▸ Work to do: Copy the data from its first line down through the line holding "point(75, 121)", renaming "stadium background" to "stadium backdrop" and changing nothing else. Leave the pictures out of the copy.

▸ Record list:
--- begin ---

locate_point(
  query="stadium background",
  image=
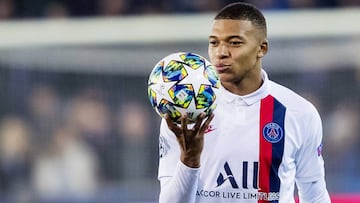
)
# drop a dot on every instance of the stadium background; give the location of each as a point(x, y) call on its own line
point(75, 121)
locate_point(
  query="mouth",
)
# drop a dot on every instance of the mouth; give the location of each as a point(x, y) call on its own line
point(221, 68)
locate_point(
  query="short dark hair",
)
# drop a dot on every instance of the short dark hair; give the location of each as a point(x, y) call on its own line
point(243, 11)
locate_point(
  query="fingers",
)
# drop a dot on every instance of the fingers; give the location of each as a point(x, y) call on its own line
point(199, 120)
point(183, 120)
point(206, 124)
point(172, 126)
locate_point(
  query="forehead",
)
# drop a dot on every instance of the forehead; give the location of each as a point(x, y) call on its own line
point(230, 27)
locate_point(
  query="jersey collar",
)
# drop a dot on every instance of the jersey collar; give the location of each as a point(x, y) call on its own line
point(250, 98)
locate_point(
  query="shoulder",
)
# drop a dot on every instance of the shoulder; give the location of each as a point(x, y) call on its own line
point(294, 103)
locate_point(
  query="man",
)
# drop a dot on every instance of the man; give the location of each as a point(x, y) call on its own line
point(260, 141)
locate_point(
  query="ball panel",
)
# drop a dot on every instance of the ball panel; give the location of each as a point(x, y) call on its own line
point(156, 74)
point(182, 94)
point(211, 74)
point(205, 97)
point(174, 71)
point(152, 97)
point(166, 107)
point(192, 60)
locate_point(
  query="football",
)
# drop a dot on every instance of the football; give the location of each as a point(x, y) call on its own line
point(181, 83)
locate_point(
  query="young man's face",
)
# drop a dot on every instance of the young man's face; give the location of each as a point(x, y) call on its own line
point(235, 48)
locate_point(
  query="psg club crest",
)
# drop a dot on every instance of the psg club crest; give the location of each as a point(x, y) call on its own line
point(272, 132)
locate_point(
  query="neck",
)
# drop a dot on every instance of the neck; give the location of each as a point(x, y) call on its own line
point(246, 85)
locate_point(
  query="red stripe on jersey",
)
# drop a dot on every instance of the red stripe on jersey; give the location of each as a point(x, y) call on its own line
point(266, 116)
point(272, 133)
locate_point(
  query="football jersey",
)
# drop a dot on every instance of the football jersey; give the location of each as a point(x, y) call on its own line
point(255, 149)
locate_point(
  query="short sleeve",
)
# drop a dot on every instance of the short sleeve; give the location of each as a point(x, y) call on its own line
point(310, 163)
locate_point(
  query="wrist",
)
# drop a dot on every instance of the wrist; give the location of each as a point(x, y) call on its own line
point(190, 161)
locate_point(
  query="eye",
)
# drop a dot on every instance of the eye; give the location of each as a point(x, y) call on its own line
point(213, 42)
point(235, 43)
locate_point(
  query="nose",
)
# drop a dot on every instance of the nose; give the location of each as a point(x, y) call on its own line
point(222, 51)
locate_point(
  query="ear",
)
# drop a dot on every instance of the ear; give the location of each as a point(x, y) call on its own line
point(264, 46)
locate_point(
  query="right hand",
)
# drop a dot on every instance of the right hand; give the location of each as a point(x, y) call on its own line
point(191, 141)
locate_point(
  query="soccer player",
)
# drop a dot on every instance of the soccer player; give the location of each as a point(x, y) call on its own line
point(260, 141)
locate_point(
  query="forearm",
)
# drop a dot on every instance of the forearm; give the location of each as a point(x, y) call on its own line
point(313, 192)
point(181, 187)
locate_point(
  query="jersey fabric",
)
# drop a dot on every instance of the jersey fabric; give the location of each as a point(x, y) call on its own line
point(255, 149)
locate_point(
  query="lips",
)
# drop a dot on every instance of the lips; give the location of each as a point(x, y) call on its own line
point(221, 68)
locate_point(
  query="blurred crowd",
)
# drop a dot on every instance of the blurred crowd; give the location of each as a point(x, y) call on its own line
point(80, 137)
point(21, 9)
point(71, 137)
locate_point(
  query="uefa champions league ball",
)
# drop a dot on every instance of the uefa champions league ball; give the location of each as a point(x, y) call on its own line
point(183, 83)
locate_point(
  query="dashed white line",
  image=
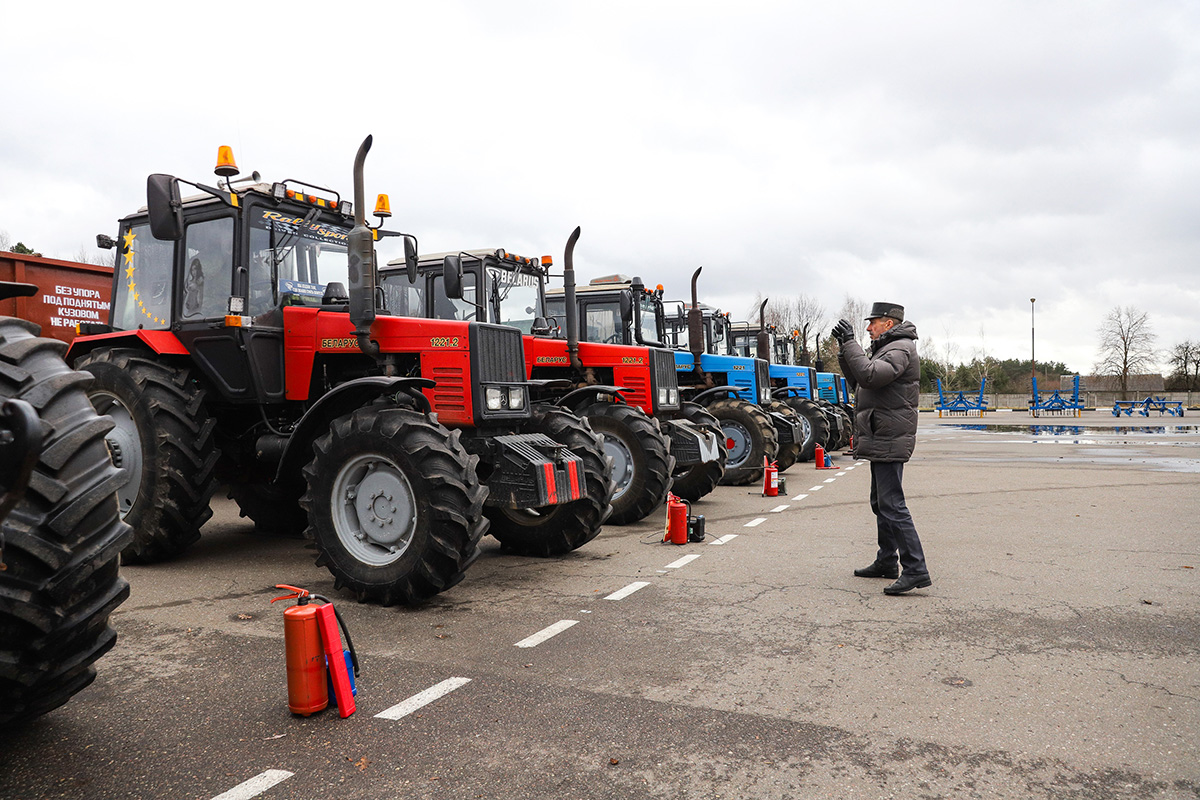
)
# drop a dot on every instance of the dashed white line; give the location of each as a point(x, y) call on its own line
point(255, 786)
point(621, 594)
point(547, 632)
point(421, 699)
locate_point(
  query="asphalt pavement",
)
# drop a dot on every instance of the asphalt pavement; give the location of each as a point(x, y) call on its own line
point(1055, 655)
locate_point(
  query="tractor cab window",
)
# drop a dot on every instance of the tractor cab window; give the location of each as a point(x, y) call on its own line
point(401, 298)
point(514, 298)
point(293, 257)
point(601, 323)
point(448, 308)
point(145, 281)
point(208, 269)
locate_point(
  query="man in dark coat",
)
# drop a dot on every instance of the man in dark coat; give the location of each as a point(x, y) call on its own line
point(887, 385)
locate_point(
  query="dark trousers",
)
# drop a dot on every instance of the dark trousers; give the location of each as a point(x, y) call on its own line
point(898, 535)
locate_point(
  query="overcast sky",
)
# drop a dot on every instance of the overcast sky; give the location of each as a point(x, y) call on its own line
point(954, 157)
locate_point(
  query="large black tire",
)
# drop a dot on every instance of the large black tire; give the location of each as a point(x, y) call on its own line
point(749, 437)
point(165, 439)
point(814, 422)
point(395, 506)
point(641, 459)
point(790, 452)
point(63, 541)
point(562, 528)
point(274, 509)
point(697, 480)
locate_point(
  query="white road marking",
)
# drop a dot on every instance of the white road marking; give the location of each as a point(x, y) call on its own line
point(621, 594)
point(421, 699)
point(547, 632)
point(255, 786)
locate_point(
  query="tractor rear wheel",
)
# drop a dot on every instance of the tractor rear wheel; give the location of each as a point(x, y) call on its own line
point(395, 506)
point(749, 438)
point(553, 530)
point(789, 453)
point(641, 458)
point(816, 426)
point(59, 582)
point(165, 440)
point(697, 480)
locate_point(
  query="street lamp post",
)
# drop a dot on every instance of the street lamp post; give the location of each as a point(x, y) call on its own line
point(1032, 343)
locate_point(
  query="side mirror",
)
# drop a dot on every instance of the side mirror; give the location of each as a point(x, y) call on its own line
point(451, 276)
point(411, 258)
point(166, 208)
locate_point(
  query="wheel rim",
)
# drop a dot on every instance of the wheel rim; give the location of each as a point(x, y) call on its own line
point(373, 509)
point(738, 441)
point(124, 447)
point(622, 463)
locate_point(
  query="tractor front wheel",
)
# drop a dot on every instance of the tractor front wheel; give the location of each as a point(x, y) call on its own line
point(163, 439)
point(749, 437)
point(553, 530)
point(641, 458)
point(395, 506)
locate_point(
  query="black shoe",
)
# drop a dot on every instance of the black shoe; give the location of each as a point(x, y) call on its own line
point(879, 571)
point(907, 583)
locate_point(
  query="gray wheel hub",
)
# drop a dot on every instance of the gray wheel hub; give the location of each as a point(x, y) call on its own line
point(622, 463)
point(124, 446)
point(738, 441)
point(373, 509)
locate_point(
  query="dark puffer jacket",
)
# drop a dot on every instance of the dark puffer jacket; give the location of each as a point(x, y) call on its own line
point(888, 386)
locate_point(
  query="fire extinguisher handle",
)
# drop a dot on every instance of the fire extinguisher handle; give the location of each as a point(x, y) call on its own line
point(346, 632)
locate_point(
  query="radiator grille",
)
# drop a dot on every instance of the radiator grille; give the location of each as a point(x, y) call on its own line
point(498, 354)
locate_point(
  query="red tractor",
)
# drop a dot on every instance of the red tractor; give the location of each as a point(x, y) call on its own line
point(628, 394)
point(237, 354)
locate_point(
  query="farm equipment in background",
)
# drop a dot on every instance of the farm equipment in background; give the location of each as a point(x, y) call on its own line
point(60, 530)
point(235, 353)
point(791, 384)
point(629, 395)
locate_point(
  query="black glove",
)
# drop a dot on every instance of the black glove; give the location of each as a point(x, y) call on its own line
point(844, 331)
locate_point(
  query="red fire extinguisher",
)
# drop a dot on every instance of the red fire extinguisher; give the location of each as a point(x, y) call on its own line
point(315, 655)
point(677, 521)
point(769, 479)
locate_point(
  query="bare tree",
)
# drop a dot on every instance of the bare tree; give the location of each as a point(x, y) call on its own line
point(1127, 346)
point(1185, 362)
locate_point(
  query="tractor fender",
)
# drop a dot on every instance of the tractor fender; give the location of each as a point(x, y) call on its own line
point(718, 392)
point(159, 342)
point(587, 395)
point(339, 401)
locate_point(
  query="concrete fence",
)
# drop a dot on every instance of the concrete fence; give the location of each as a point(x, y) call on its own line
point(1091, 400)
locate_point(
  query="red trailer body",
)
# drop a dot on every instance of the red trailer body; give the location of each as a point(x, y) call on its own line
point(69, 293)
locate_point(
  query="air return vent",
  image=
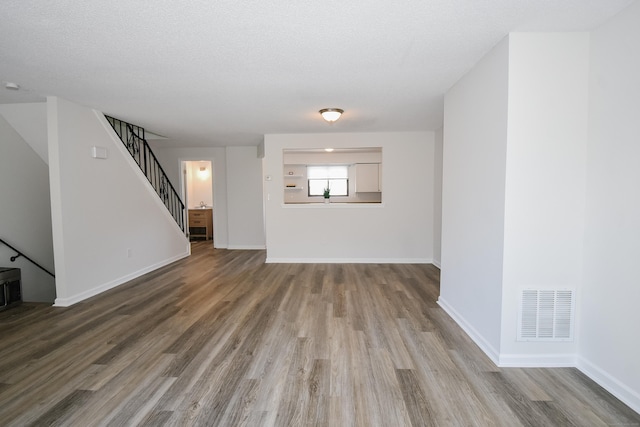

--- end ---

▸ Output for this task:
locate_point(
  query="stadium backdrop",
  image=
)
# drop a dot on every instance of the stadium backdrop; give the location of each as a point(x, y) call on its own line
point(75, 121)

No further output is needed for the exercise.